The response should be an exact transcription of the data below, free of images.

Start of Block

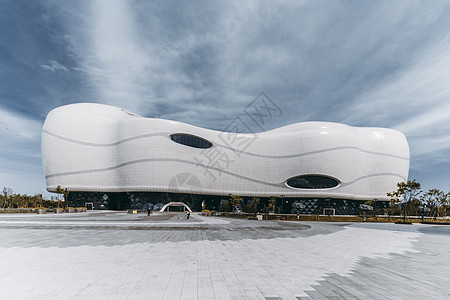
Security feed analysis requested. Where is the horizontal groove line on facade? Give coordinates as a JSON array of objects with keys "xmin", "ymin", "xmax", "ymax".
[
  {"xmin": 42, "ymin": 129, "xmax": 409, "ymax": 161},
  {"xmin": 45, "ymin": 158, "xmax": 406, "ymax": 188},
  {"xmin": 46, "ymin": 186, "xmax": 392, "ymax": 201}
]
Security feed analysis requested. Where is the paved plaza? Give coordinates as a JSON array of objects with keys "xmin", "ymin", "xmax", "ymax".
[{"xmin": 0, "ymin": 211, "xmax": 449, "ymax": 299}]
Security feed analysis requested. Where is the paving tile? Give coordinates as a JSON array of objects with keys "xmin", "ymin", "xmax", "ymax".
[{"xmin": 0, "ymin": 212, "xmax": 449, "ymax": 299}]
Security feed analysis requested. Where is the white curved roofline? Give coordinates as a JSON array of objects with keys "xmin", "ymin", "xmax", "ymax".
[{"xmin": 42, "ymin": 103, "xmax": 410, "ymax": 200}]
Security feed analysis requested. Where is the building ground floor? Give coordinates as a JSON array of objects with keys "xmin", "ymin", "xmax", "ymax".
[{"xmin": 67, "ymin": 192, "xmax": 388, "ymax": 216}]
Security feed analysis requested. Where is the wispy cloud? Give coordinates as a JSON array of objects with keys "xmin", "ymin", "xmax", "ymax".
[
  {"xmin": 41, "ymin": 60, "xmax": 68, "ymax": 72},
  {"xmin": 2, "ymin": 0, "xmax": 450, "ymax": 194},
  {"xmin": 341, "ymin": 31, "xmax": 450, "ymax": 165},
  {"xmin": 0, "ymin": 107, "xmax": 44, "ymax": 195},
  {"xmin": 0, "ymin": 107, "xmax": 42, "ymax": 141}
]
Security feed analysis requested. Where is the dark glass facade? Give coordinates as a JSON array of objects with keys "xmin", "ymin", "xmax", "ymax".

End of Block

## Completed task:
Security feed analysis requested. Where is the horizontal groove line on facade? Give coordinates as a JSON array of objects with keys "xmin", "ymin", "xmax", "ymax".
[
  {"xmin": 42, "ymin": 129, "xmax": 409, "ymax": 161},
  {"xmin": 45, "ymin": 158, "xmax": 406, "ymax": 188},
  {"xmin": 46, "ymin": 186, "xmax": 392, "ymax": 201}
]
Security feed analysis requested. Where is the paved plaza? Give coordinates as a JSON array of objects with keys "xmin", "ymin", "xmax", "ymax".
[{"xmin": 0, "ymin": 211, "xmax": 449, "ymax": 299}]
Security feed analysis requested. Where is the paving tile? Give coordinates as a JSON array of objects with keys "xmin", "ymin", "xmax", "ymax".
[{"xmin": 0, "ymin": 212, "xmax": 449, "ymax": 299}]
Security feed analysis requested. Where is the white curved roofline? Give coordinates as a JSON array of objects with keys "xmin", "ymin", "xmax", "ymax".
[{"xmin": 42, "ymin": 103, "xmax": 410, "ymax": 200}]
Security feed analysis requested. Where is the building ground floor? Give coordinates as a JSON array of objects with keys "xmin", "ymin", "xmax", "ymax".
[{"xmin": 67, "ymin": 192, "xmax": 388, "ymax": 216}]
Security feed analysis requested. Where is the wispy cloud? Give coordinates as a JSON array of objects with keys "xmin", "ymin", "xmax", "ymax".
[
  {"xmin": 41, "ymin": 60, "xmax": 68, "ymax": 72},
  {"xmin": 2, "ymin": 0, "xmax": 450, "ymax": 194},
  {"xmin": 341, "ymin": 31, "xmax": 450, "ymax": 165},
  {"xmin": 0, "ymin": 107, "xmax": 44, "ymax": 195},
  {"xmin": 0, "ymin": 107, "xmax": 42, "ymax": 141}
]
Security feed analysis requested. Where is the dark glass facade? Give coordinates as a JSON array of objects with keys "xmin", "ymin", "xmax", "ymax".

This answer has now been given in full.